═══ Supplied data ═══

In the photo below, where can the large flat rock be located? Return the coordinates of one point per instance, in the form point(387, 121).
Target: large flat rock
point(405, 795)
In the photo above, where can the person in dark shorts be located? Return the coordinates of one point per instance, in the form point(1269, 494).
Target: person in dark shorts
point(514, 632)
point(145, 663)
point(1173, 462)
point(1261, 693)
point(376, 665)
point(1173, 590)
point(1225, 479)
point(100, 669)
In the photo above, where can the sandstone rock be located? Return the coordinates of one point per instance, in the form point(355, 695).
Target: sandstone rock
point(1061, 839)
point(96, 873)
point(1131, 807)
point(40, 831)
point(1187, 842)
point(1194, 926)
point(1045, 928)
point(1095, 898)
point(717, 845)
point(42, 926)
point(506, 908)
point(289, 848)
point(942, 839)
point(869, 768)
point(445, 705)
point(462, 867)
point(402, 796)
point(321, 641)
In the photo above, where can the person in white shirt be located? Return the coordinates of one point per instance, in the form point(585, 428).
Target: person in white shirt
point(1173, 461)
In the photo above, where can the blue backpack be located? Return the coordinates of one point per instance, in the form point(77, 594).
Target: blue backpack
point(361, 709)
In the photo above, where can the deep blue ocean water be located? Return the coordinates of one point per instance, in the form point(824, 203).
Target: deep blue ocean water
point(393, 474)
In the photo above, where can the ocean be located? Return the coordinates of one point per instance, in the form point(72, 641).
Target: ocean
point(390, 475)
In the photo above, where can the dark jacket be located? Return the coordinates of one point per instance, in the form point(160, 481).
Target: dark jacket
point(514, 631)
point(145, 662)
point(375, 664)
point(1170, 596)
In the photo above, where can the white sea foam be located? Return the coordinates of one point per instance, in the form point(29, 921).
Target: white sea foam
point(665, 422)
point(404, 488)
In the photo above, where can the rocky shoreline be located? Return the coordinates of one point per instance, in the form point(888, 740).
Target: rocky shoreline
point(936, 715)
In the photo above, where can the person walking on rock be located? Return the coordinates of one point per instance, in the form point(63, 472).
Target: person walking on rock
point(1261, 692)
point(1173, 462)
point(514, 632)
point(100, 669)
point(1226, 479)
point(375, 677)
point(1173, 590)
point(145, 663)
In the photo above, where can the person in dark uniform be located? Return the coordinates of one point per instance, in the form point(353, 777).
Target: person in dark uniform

═══

- **Exercise details**:
Rewrite the lines from the one containing "In the photo above, where can the person walking" up to and including the final line, increasing every coordinate in the answer points by 75. All other numbers stay as they are.

- **Final answer**:
In the photo above, where can the person walking on rock be located? Return the coordinates of one point per instance, in the form point(63, 472).
Target: person walking on rock
point(1336, 767)
point(1248, 537)
point(589, 707)
point(175, 744)
point(1301, 554)
point(450, 752)
point(1248, 665)
point(220, 738)
In the photo above, where can the person in dark uniform be located? Return the coordinates of one point per instance, in the form point(353, 777).
Target: person in dark uniform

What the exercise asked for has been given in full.